*Given text:*
The Cover of the Issue, "Spring 2014: Intentionally Designed Spaces"


Exhibition Carts: Intentionally Designed Spaces on the Move
By Rich Faron and Jessica Banda


The intentionality behind all design work is problem-solving. While many forms of design process exist, history and tradition reveal that until recently, the typical exhibit developer-engaged in efforts defined by hours of talking, researching, coffee clutching, sketching, pencil sharpening, mouse pushing, ceiling staring and wishful thinking—hoping for that “a-ha!” moment. Recently, though (and especially over the last 10 years), conscious advancements have been made to sharpen the lens of the overall design process by refocusing attention on  meeting audience needs and expectations with conscious intent.

The biggest changes have come about in the area of upfront investigation: the collecting and collating of data regarding the end user.
  • Who is the visitor?
  • What are visitor interests?
  • What do they care about?
  • What are their needs? 
  • What is the spatial context? 

This surge in audience research has transformed the once opaque process of exhibit design into something much more transparent, allowing designers to organize the entire process into four distinct steps - 1)Investigate & Analyze;  2)Concept & Test;  3)Revise & Design; and 4), Build & Implement.  In order to differentiate this approach from more traditional forms of design problem-solving, we now refer to the entire process as experience design.  And note that the word ‘experience’ replaces ‘exhibit’ here—not merely for buzz benefit, but because experience design indicates a greater possibility to approach design with some form of intent. Today, a more discriminating public is looking for both excitement and educational enrichment. The stakes are higher than ever for modern museums, zoos, and aquariums because every destination must be visitor-centered. The goal: be prepared to capture and hold the imagination of an always-evolving audience free to make choices: free to go elsewhere and free to do something different.

Carts as Intentionally Designed Spaces
Program carts are wonderful tools for responding to this increasing pressure facing exhibitors.  As a method of flexible program delivery, these carts provide activities that fulfill a variety of purposes, from conveying mission content, to serving as a changing marquee, to supporting local school curricula.  Because carts bring staff, objects, and an exhibit-like experience into direct contact with visitors, they provide an intimate and simple means for establishing and building a dialogue with the public.  As self-contained platforms, carts are spaces that are able to move throughout a facility in order to find people, deliver an experience, and start an open-ended face-to-face exchange.  Simply put, this new approach allows public programmers to intentionally develop, design and deliver customized experiences that are all at once interactive, compact, and mobile.

To realize intent, a simple set of three standard reference points or new tools have been developed that help keep the designer on track, offering a universal method for tinkering throughout the process no matter the museum, mission, or message. Our designers at Museum Explorer keep the following principles close at hand throughout the process of creating exhibition carts:

HEAD Target visitor interest. Give the audience something to wonder about.

*Excerpted data:*
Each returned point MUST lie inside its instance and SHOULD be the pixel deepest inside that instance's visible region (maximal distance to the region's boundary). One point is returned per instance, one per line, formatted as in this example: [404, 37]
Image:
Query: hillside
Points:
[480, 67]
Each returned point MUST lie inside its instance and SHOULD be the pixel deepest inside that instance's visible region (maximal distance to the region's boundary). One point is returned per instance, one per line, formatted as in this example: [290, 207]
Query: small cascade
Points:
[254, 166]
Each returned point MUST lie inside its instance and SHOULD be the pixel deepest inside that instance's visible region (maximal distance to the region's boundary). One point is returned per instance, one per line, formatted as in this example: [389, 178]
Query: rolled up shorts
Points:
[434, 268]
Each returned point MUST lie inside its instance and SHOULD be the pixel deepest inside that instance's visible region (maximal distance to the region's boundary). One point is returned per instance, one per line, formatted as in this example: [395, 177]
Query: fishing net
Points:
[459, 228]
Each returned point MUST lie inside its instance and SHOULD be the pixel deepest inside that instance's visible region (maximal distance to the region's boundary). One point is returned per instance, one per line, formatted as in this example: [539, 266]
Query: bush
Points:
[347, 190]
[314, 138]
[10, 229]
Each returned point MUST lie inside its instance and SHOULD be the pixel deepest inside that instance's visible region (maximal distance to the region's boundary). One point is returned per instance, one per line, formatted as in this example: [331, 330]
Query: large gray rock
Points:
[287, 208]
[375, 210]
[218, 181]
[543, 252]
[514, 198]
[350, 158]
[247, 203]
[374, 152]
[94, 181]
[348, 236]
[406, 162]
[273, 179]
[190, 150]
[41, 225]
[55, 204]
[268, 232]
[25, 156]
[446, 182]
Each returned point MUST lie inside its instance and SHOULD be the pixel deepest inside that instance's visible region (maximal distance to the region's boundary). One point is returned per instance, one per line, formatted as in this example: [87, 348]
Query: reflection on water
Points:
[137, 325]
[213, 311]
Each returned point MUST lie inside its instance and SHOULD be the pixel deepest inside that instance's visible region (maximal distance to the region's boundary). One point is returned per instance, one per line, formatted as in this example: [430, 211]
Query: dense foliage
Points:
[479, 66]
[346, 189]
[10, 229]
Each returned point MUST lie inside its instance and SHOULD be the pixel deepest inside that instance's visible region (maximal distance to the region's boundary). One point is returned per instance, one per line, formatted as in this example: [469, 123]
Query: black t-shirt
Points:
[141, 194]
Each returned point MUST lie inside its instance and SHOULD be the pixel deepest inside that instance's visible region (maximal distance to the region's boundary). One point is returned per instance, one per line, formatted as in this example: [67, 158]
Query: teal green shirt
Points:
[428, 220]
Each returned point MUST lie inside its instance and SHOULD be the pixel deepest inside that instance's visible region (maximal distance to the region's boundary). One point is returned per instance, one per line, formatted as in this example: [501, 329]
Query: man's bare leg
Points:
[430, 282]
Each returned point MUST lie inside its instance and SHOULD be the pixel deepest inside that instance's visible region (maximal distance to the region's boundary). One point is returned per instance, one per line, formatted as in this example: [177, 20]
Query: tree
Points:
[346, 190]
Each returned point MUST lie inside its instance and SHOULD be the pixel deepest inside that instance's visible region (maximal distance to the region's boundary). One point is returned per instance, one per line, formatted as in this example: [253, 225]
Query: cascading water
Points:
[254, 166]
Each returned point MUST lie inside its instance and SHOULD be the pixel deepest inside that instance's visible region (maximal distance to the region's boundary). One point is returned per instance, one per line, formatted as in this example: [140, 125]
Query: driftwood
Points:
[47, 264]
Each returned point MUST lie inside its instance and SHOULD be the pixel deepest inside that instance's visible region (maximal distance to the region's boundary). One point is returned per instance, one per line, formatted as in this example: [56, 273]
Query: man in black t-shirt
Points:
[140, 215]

*Exercise set:*
A: In the exhibition carts article, what are the four steps of experience design?
B: Does each statement agree with the exhibition carts article? (i) The biggest changes have come in upfront investigation. (ii) "Experience" replaces "exhibit" only for buzz benefit. (iii) Carts stay in one fixed spot within a facility.

*Responses per task:*
A: Investigate & Analyze; Concept & Test; Revise & Design; and Build & Implement.

B:
(i) Yes: "The biggest changes have come about in the area of upfront investigation"
(ii) No: "not merely for buzz benefit, but because experience design indicates a greater possibility to approach design with some form of intent"
(iii) No: "carts are spaces that are able to move throughout a facility"